▸ **課題の目的 A**:
以下の行のうち、文字列「high」を含むものをすべて、一字も変えずに返してください。大文字と小文字は区別されます。

▸ **出典抜粋**:
■ ■ ■ ■
雇用促進住宅の社会経済的文脈
産経で雇用促進住宅に未だに公務員が入居していると叩かれています。
http://sankei.jp.msn.com/politics/policy/080421/plc0804210021009-n1.htm
>>厚生労働省所管の独立行政法人「雇用・能力開発機構」が所有する雇用促進住宅に、入居資格のない国家・地方公務員が3月末現在で計124人も入居を続けていることが分かった。住宅には、昨年3月末時点で計302人の公務員が無資格で入居し、その後、会計検査院から「不適切な入居」と指摘されていた。機構側は退去を促しているが、地方では雇用促進住宅並みの安価な賃貸物件が少ないとの事情から、完全退去の見通しは不透明だ。
厚労省によると、雇用促進住宅は全国各地に約1500団地あり、3月末現在で約14万世帯が入居している。このうち、雇用促進住宅に入居している公務員は計124人に上る。内訳は、国家公務員3人、市町村職員や教員など地方公務員121人。
■ ■ ■ ■
▸ **課題用資料**:
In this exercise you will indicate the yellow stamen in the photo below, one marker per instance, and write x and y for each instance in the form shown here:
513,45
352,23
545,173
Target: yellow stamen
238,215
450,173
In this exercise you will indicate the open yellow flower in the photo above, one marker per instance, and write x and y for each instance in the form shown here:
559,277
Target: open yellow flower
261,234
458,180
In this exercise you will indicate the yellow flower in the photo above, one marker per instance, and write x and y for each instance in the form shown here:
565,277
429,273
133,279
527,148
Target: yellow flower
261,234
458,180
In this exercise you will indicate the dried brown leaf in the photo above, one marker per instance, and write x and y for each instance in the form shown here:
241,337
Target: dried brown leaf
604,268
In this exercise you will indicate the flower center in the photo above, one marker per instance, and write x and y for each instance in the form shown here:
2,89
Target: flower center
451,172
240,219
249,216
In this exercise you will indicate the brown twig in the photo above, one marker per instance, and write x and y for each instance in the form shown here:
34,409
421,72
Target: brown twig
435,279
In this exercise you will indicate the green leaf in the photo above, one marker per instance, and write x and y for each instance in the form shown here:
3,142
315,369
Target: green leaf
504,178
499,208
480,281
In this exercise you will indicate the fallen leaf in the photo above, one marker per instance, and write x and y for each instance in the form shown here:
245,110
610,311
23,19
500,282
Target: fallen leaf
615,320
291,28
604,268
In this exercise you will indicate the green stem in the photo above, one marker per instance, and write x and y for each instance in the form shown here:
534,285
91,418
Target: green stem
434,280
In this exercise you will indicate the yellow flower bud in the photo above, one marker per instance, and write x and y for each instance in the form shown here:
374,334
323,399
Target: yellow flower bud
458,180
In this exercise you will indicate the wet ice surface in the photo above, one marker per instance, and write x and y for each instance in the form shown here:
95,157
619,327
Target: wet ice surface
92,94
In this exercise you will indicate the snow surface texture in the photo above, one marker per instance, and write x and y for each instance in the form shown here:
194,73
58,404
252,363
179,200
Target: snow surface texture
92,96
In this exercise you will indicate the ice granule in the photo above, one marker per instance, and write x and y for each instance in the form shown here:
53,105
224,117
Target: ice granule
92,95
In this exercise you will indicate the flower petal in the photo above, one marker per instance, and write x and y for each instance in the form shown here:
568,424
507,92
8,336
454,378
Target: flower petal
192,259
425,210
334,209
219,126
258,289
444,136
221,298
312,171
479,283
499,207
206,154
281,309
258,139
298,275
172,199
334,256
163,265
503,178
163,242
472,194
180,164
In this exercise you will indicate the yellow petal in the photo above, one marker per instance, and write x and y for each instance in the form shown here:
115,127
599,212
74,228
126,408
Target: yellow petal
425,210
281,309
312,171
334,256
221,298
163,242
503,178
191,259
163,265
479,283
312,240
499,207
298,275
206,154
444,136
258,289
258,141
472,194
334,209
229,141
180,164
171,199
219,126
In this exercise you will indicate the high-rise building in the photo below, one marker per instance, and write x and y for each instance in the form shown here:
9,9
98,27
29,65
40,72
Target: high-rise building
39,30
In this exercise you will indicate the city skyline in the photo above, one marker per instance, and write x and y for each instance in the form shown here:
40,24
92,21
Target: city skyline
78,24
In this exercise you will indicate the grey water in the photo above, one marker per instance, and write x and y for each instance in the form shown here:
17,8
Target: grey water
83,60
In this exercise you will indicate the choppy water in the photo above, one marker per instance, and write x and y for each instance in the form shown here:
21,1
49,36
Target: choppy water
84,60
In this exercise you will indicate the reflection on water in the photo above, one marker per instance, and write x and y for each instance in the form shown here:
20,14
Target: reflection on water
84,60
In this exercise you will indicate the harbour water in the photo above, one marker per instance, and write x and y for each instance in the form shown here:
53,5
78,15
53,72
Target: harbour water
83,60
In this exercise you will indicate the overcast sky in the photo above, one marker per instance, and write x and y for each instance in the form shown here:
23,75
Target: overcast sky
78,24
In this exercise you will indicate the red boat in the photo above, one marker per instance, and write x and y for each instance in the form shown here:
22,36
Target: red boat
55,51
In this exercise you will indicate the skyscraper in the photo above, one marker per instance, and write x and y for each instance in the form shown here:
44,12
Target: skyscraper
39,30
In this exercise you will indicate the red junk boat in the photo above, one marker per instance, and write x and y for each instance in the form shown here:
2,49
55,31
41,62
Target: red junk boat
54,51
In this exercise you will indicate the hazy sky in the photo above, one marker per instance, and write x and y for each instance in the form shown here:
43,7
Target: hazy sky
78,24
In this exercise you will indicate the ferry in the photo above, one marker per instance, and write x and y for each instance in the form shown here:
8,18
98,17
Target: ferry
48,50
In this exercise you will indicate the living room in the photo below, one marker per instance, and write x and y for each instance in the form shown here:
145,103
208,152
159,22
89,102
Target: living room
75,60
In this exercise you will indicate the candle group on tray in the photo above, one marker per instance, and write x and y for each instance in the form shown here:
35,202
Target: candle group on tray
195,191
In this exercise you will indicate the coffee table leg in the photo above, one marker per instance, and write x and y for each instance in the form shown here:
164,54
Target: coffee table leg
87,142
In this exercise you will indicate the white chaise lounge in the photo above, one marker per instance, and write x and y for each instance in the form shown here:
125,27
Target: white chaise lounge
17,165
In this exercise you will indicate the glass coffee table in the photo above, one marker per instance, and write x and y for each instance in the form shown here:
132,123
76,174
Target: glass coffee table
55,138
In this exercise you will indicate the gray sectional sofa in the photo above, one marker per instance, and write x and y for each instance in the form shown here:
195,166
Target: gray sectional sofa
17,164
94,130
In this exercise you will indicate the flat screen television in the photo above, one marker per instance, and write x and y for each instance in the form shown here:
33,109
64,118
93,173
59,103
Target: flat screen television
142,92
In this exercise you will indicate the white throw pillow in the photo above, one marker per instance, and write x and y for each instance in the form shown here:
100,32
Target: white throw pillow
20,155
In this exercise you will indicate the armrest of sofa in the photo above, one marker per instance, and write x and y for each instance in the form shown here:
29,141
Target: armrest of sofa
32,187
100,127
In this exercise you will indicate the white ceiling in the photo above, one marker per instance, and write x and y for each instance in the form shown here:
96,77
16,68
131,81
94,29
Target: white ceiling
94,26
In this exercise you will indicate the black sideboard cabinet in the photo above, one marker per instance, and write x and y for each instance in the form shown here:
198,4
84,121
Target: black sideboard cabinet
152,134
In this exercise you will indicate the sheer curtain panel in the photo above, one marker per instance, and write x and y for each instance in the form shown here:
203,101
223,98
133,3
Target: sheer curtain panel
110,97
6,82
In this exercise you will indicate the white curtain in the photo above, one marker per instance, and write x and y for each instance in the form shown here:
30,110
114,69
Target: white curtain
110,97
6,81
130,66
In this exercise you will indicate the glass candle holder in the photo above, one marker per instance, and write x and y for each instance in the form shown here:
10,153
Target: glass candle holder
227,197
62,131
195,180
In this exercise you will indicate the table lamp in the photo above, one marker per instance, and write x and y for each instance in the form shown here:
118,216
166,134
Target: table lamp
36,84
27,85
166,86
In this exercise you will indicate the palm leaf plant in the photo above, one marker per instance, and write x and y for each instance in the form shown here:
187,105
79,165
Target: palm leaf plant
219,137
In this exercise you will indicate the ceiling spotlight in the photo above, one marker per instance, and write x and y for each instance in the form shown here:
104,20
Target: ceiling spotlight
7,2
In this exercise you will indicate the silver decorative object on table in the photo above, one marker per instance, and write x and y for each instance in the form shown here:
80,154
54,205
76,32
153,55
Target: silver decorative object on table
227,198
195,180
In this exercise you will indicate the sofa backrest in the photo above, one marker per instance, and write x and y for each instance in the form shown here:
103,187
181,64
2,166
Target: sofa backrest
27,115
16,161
■ ■ ■ ■
▸ **課題の目的 B**:
上に掲げた雇用促進住宅に関する文章を、全文そのまま繰り返してください。

▸ **解答例 A**:
In this exercise you will indicate the high-rise building in the photo below, one marker per instance, and write x and y for each instance in the form shown here:
Target: high-rise building

▸ **解答例 B**:
雇用促進住宅の社会経済的文脈
産経で雇用促進住宅に未だに公務員が入居していると叩かれています。
http://sankei.jp.msn.com/politics/policy/080421/plc0804210021009-n1.htm
>>厚生労働省所管の独立行政法人「雇用・能力開発機構」が所有する雇用促進住宅に、入居資格のない国家・地方公務員が3月末現在で計124人も入居を続けていることが分かった。住宅には、昨年3月末時点で計302人の公務員が無資格で入居し、その後、会計検査院から「不適切な入居」と指摘されていた。機構側は退去を促しているが、地方では雇用促進住宅並みの安価な賃貸物件が少ないとの事情から、完全退去の見通しは不透明だ。
厚労省によると、雇用促進住宅は全国各地に約1500団地あり、3月末現在で約14万世帯が入居している。このうち、雇用促進住宅に入居している公務員は計124人に上る。内訳は、国家公務員3人、市町村職員や教員など地方公務員121人。